◆ **EXCERPT**

<<<<

I don't know if you can tell this in the photo, but the darker areas are actually damp spots in the cardboard box. When the post office man brought it out there were literally fruit glies following it. What is this, hate mail?

I open it up, the scent of rotten everything slaps me across the face. What small piece of hell could she have sent me this time?


Milk?? No, wait, what's this inside the carton?
She's sent canned goods with popcorn as packing material. I could not possible have thought this up in my wildest dreams. She used actual popped corn as packing material. Genius, obviously.

But what in sam hell is that awful smell?


She packed ripe tomatoes around the milk cartons.

That is to say, she packed ripe tomatoes around the milk cartons in a box going through the mail.

This is far and away better than the time she sent shortbread cookies in a regular envelope. They arrived exactly as you might expect: completely disintegrated back into their original ingredients.

However, the three jars of homeade antipasto arrived safe, if a little smelly. There is nothing in the world better than homeade antipasto and I will wade through cardboard boxes soaked in rotten tomatoes for it anyday.


Saturday, September 26, 2009

Mmhmm, yes, interesting.

So I work in a call centre and I'm a housekeeper part time, and I'm thinking about moving to the U.S. because I hear that down there white girls don't do either of those things. I'm not sure on the logistics of how they worked it out or whatever, I think they probably have some sort of deal with the latinos, like you work our minimum wage jobs and we'll eat your tacos. Either way, I am far too white for my current lifestyle.

I recently conducted an experiment in segregated eyebrow reintegration. The results were a technical success, and a moral fail.


My camera sucks, but I swear there are hairs going all the way across.

Condom wrappers on the sidewalk: make the ones under my bed look boring. And dusty. But less aidsy.

Mmhmm, yes, interesting.

Monday, September 21, 2009

So I was all set to write a post about how I accomplished all my goals from last week but then my mother phoned. She got to talking about something and something and it ended with her talking about how she still talks to my ex (it's been four years, which is like twelve in break up years). But she said it real snarky, like she knows I don't like it, but she likes to do it anyway, so I called her 'a sassy one'. She hung up on me. Now I'm sitting on the phone letting it ring until she picks up. Did you know after 52 rings it cuts you off? (My folks don't believe in answering machines, and I'm pretty sure she doesn't know how to turn off the ringer.) Doesn't stop me. I'll keep calling, I've got nothing better to do while the new episode of Californication loads. Which reminds me:


Look what I knit! It's a...circle scarf? That's generous. ...a bib? Maybe. A fall weather crop top? Don't mind if I do.

Gratuitous holes for maximum nipple slippage curtesy of my wayward yarn manouvering skills. Second chin curtosey of the second helping, fifth cookie, extra cream habits of mine.

Military alphabet is a semi-check, but I should review again this week.
Californication is a definite check.
Showering three times was a check, but I ran out of deoderant and didn't make it to the dollerama house of toiletries yet so I feel these things cancel themselves out.

New week, new goals!

Do I have any? No.

Can you recommend some please?

If you say soduko I swear to shit I will take a tiny poo inside your slippers. Small enough you won't notice it right away, big enough it will squish between your toes and get all up in the wool lining. It'll get stuck underneath your toenails and I will forever call you shit foot.

>>>>

◆ **ROWS**
<<<<

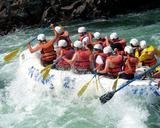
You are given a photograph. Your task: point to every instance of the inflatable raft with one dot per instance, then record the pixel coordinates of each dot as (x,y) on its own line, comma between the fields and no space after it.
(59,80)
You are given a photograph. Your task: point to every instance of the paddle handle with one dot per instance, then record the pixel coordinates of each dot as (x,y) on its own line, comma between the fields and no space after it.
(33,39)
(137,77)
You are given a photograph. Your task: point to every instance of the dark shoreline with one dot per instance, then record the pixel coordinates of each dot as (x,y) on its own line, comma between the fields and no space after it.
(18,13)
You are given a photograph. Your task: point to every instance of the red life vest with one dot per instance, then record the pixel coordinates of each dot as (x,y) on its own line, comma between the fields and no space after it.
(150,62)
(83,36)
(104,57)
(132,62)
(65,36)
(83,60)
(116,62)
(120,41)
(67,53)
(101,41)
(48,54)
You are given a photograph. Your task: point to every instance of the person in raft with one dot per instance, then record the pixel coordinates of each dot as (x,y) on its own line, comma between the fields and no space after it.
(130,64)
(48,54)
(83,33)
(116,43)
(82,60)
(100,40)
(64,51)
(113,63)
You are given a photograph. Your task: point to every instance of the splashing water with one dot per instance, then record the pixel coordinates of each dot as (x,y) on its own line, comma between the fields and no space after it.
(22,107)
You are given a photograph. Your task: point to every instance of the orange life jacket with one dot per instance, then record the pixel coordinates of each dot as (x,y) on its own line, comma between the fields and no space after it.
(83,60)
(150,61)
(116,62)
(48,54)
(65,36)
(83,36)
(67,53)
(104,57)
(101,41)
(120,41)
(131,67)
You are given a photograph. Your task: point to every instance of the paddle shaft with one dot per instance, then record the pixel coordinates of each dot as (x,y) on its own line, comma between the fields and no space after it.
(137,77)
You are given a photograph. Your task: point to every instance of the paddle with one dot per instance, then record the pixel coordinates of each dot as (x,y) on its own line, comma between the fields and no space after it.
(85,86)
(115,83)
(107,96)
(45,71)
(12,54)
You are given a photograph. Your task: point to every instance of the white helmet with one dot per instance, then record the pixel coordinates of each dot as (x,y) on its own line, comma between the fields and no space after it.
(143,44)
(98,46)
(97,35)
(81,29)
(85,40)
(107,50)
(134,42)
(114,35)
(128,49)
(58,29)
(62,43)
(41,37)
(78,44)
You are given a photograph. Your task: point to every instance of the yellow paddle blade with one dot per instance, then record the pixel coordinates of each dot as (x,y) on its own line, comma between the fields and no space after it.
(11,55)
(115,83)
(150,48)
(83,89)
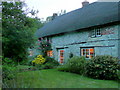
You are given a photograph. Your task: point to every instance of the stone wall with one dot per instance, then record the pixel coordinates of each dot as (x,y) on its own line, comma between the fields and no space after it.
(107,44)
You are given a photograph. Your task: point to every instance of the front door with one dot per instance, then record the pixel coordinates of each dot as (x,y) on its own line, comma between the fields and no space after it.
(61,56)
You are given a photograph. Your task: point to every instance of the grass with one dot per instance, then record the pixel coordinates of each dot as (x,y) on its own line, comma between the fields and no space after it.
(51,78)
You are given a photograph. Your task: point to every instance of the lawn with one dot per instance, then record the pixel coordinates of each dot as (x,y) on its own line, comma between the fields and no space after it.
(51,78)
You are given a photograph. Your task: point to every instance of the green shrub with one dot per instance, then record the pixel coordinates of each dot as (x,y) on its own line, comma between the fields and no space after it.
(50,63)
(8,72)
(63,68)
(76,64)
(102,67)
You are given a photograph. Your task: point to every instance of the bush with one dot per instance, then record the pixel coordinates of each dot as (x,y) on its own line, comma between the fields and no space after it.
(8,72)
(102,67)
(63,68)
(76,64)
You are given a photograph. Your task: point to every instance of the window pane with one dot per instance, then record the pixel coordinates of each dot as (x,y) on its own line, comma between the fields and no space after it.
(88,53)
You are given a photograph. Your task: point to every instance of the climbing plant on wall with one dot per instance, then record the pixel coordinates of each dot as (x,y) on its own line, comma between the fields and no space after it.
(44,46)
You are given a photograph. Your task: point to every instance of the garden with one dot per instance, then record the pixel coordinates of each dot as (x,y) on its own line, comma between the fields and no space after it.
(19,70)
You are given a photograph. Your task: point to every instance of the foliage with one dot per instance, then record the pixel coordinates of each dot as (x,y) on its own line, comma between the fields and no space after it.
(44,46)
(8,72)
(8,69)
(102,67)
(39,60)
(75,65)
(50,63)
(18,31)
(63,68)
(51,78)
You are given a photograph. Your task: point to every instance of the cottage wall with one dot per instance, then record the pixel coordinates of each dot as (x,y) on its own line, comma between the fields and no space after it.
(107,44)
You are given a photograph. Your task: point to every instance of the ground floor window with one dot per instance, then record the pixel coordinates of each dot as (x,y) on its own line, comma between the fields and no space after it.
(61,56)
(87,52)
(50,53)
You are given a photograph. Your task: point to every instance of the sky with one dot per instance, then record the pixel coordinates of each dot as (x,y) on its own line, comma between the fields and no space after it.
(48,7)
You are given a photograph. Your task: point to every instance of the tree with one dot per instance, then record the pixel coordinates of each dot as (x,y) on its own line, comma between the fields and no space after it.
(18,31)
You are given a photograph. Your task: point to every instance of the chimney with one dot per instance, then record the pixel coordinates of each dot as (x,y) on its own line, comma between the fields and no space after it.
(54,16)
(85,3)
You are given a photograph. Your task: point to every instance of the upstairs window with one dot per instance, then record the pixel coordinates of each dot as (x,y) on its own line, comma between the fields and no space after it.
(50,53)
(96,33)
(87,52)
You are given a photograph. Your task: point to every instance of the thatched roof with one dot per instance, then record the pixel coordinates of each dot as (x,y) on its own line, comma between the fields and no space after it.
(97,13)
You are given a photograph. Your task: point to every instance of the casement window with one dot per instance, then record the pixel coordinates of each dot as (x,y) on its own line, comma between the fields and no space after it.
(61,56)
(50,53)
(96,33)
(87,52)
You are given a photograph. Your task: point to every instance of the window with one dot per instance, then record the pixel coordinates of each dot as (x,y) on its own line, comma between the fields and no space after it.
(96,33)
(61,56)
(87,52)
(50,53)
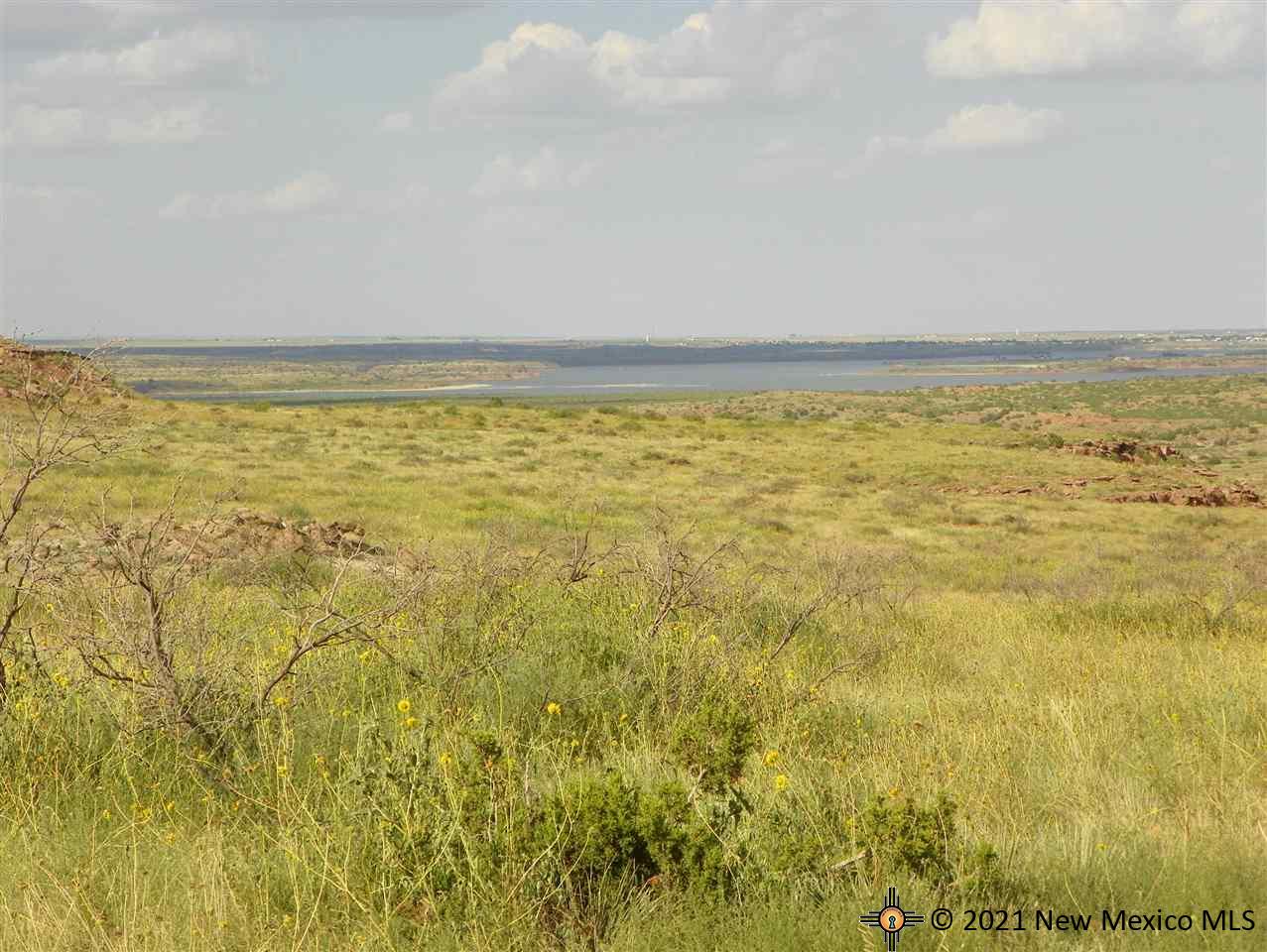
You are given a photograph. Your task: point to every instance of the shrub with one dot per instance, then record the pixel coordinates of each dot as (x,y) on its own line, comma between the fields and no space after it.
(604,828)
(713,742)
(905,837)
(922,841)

>>>>

◆ **WRITTEN TASKS**
A. Translate this sentence from the blog excerpt into Spanish: "She packed ripe tomatoes around the milk cartons."
B. In the blog excerpt, how many jars of antipasto arrived safe?
C. Transcribe the blog excerpt from "Military alphabet is" to "week, new goals!".
You can complete this work without the entries.

◆ **ANSWERS BY TASK**
A. Empacó tomates maduros alrededor de los cartones de leche.

B. Three jars.

C.
Military alphabet is a semi-check, but I should review again this week.
Californication is a definite check.
Showering three times was a check, but I ran out of deoderant and didn't make it to the dollerama house of toiletries yet so I feel these things cancel themselves out.

New week, new goals!